## begin DATA

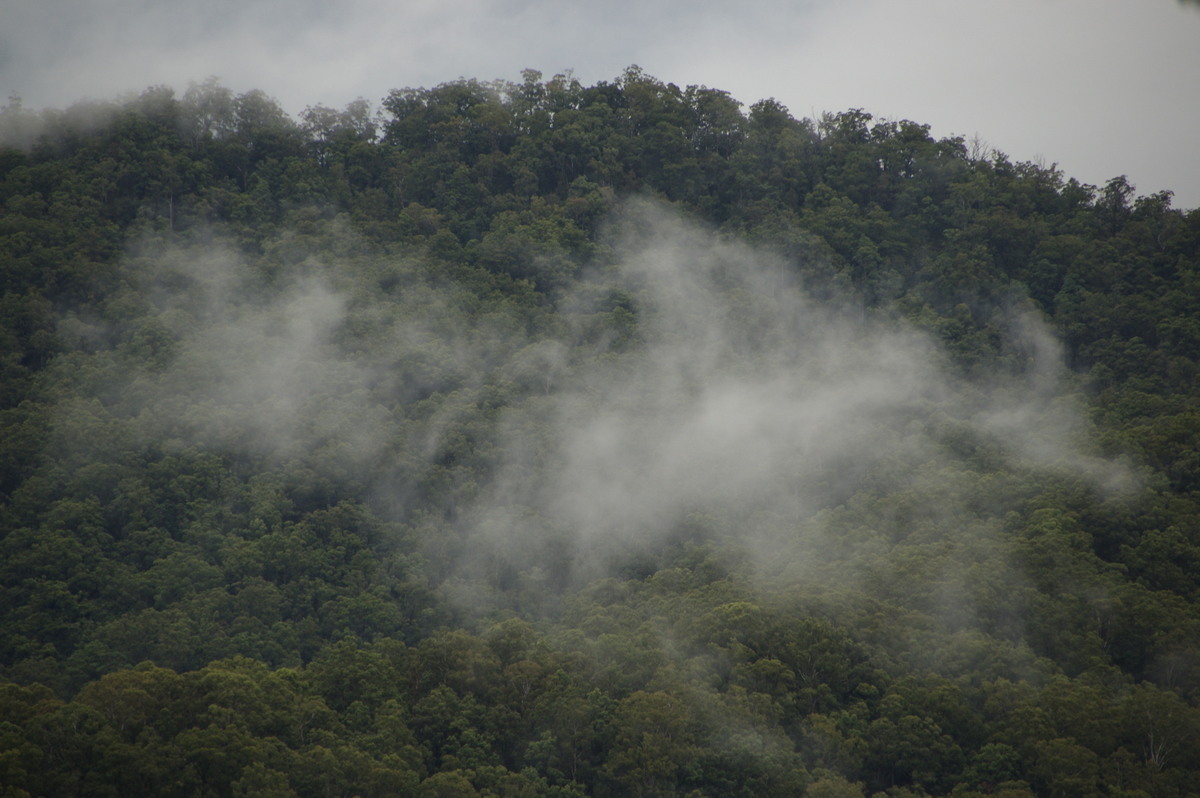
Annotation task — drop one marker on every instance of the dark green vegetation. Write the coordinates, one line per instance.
(317, 472)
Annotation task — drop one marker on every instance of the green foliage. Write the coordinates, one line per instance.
(261, 381)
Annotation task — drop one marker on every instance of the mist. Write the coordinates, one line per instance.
(723, 406)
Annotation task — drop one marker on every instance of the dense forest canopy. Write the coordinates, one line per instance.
(546, 439)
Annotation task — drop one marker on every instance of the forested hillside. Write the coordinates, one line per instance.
(546, 439)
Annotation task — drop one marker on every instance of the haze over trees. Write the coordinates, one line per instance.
(546, 439)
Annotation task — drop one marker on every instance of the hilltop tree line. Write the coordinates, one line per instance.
(209, 591)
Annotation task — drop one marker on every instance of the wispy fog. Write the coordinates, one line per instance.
(720, 403)
(1101, 87)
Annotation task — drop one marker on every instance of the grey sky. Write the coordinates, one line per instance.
(1099, 87)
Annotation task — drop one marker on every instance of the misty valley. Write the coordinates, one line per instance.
(539, 438)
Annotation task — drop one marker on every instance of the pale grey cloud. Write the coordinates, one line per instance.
(1099, 87)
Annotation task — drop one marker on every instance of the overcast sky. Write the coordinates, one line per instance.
(1098, 87)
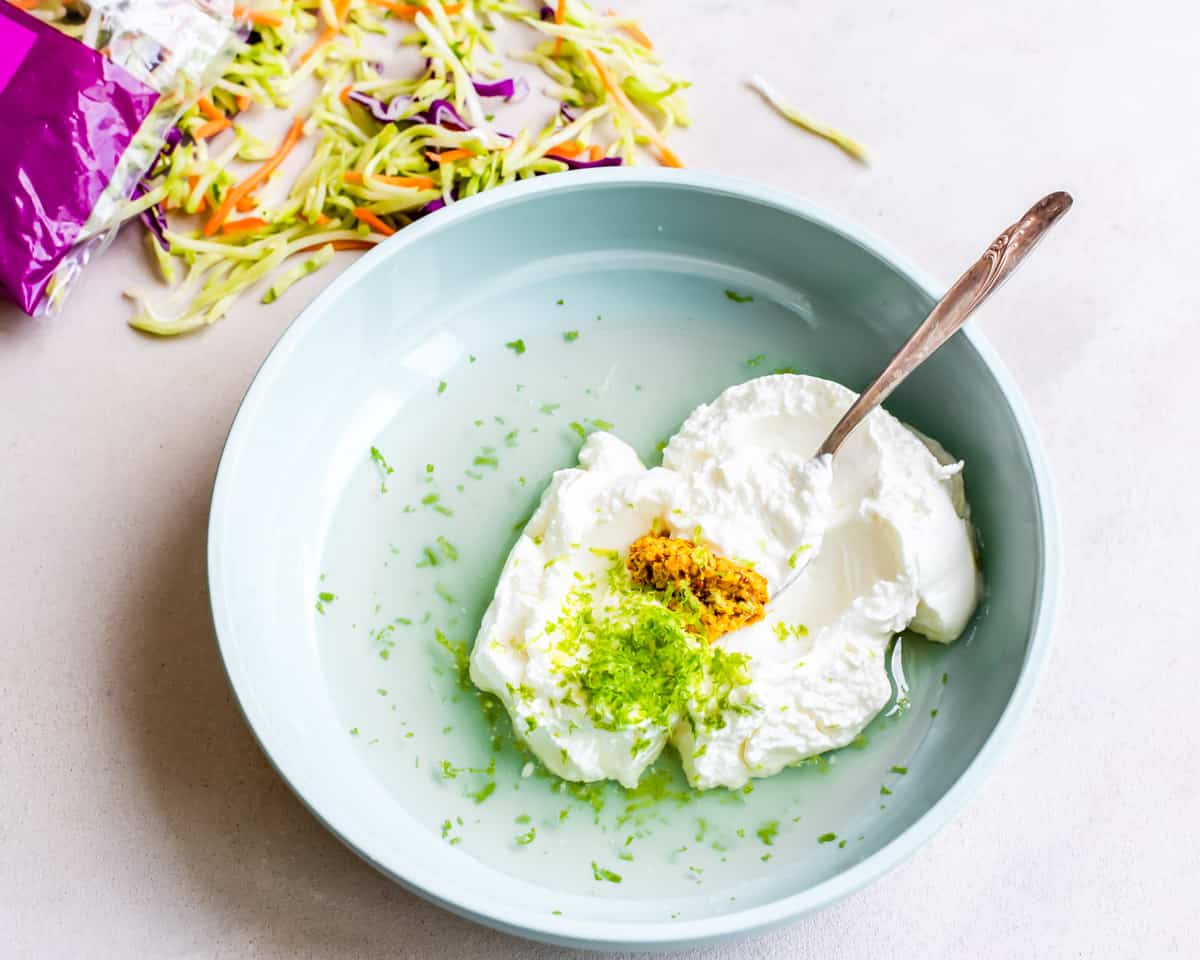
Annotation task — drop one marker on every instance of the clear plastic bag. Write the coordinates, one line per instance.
(89, 107)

## end DATA

STATED EXERCISE: Reproduce every item above verbatim, leaving out the pictures.

COMPLETED TASK:
Annotation task — drop one marker on every instance of the dark green vegetation. Write the coordinates, one line per instance.
(317, 472)
Annotation task — drop one marker on every instance of the green foliage. Write the coordinates, one line per instance.
(261, 381)
Annotation task — drop one marker on every instance of the mist. Write the coordinates, one line per instance.
(723, 406)
Annotation task — drop one marker on every instance of the dense forest canopy. Write the coordinates, one line per instance.
(546, 439)
Annotation task — drop one marker on every instance of the forested hillside. Write the coordinates, one line per instance.
(546, 439)
Annotation task — drop one marker on every instance of the haze over trees. Write the coordinates, one line per instance.
(546, 439)
Annotation task — drop one marker on every instance of the hilltop tree line. Write the coordinates, one line per instance.
(209, 591)
Annotation task — drop one marker on every instance of the wispy fog. Write the coordinates, one line per instance.
(720, 403)
(1101, 87)
Annotation task — drop one marker on every instance of the grey sky. Write the coordinates, one line per instance.
(1099, 87)
Annotation task — drop one marker on every instance of the misty valley. Write the coordinates, one line per instance.
(539, 438)
Annotation task — drop one marker on every instance of the pale grey cloud. Write the coordinates, one line per instance.
(1099, 87)
Annotation task — drop one marker on every instance of the overcast sky. Write the coordinates, one line per instance.
(1098, 87)
Annotation task — drop one marker on every instance of the clear plastic bag. Write the coordinates, one line per instance.
(89, 107)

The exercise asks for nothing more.